**What the task requires**
Your job is to copy every line in the material containing the word "below".

**Available data**
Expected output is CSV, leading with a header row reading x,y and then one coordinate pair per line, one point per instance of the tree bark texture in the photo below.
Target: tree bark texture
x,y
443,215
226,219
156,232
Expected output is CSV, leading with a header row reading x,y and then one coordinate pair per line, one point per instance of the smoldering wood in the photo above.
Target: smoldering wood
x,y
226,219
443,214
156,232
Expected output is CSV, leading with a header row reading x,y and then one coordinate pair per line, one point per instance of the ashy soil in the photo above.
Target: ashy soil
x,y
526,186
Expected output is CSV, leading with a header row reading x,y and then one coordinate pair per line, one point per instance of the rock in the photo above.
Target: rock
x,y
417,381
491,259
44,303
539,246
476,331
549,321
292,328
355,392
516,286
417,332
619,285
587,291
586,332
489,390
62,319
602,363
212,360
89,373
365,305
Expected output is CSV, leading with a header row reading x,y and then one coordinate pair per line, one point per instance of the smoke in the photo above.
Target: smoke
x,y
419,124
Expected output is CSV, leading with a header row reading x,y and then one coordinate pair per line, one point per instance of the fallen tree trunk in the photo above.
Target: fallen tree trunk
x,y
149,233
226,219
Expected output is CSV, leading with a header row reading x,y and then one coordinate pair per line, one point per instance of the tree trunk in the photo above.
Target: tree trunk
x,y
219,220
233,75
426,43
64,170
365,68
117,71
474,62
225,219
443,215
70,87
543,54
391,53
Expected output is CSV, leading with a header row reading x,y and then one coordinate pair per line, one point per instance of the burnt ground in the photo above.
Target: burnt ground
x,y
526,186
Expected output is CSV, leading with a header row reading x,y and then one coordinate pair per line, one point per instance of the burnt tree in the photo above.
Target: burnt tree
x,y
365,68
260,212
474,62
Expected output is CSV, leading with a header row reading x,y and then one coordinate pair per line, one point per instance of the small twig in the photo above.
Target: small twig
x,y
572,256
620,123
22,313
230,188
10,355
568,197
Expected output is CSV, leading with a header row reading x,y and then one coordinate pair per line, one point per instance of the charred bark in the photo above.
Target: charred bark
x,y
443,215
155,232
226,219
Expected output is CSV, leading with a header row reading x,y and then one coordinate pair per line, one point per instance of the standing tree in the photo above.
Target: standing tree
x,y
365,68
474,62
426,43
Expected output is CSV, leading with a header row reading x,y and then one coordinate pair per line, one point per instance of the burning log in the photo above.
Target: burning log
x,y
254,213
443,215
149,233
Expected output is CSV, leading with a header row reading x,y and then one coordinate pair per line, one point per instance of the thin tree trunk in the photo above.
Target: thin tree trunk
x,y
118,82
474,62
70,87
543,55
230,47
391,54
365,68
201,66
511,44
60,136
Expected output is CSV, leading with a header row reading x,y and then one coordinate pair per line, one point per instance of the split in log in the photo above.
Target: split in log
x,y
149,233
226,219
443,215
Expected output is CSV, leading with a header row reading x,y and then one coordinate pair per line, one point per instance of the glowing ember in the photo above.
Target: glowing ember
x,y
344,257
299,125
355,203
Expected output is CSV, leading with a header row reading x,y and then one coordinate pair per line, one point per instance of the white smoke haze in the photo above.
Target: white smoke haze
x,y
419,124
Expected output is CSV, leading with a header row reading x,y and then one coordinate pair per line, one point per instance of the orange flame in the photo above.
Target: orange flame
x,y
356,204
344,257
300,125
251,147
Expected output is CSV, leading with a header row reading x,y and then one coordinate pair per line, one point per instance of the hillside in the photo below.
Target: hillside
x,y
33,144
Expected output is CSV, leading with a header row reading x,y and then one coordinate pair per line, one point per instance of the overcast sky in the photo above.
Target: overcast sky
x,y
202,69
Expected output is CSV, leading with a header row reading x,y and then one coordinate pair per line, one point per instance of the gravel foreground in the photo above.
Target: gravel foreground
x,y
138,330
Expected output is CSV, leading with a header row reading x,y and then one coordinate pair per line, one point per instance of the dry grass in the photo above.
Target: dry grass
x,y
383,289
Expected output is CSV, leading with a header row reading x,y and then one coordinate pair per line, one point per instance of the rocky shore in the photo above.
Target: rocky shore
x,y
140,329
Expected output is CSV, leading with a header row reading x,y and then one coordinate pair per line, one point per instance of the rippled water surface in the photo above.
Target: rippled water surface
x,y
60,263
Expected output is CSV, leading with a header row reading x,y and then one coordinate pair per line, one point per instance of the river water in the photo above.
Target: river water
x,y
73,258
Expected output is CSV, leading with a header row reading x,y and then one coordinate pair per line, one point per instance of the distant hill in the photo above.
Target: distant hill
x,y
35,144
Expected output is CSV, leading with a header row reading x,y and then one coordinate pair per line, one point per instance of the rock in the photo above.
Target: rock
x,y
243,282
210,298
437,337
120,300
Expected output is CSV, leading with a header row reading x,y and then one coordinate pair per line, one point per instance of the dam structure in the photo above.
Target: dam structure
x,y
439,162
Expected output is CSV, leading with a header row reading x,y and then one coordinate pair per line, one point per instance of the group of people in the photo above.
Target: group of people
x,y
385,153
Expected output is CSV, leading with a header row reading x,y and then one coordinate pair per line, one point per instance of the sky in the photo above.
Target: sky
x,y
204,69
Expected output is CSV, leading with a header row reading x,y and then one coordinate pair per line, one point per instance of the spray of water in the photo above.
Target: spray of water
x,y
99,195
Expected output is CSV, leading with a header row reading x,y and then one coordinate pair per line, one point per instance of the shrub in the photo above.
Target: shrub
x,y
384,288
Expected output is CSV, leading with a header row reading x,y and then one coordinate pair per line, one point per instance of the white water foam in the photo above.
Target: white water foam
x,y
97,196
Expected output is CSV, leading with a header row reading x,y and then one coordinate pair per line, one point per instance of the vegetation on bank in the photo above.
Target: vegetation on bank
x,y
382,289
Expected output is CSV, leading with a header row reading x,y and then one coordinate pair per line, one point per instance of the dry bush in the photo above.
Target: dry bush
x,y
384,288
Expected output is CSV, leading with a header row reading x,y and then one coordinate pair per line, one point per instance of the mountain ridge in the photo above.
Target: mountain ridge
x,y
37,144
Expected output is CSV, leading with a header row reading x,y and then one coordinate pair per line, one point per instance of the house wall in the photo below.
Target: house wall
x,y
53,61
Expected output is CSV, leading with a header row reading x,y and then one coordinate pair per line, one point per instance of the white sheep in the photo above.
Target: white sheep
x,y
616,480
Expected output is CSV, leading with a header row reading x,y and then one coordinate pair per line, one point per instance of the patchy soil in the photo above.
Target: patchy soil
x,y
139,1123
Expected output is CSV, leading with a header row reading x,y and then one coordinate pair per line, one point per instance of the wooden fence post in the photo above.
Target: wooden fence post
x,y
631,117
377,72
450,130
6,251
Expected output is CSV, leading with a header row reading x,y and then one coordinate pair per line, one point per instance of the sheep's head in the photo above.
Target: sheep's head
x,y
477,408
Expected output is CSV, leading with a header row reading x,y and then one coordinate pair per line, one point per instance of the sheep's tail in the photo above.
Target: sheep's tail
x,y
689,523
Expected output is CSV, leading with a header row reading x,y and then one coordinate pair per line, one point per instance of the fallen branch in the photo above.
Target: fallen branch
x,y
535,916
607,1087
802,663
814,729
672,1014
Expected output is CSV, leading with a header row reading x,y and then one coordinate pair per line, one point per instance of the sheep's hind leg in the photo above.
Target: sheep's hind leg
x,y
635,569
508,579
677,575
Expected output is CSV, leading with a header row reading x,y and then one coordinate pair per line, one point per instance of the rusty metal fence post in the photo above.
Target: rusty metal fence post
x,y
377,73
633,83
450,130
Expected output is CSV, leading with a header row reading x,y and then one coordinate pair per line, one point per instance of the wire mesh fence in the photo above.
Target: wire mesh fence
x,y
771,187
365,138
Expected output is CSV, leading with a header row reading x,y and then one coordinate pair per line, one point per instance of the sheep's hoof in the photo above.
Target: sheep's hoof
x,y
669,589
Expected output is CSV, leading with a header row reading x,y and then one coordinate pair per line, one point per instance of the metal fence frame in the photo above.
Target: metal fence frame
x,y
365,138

**Task answer**
Expected output is CSV, leading with a header row reading x,y and then one coordinate pair per line, one point per instance of the tree bark texture in the photo below.
Expected output is CSV, leading with a header row reading x,y and then one coordinate pair per line, one point per instance of the hillside in the photo below.
Expected output is CSV, leading with a header row reading x,y and then one coordinate pair per line, one point per instance of the house wall in the photo below.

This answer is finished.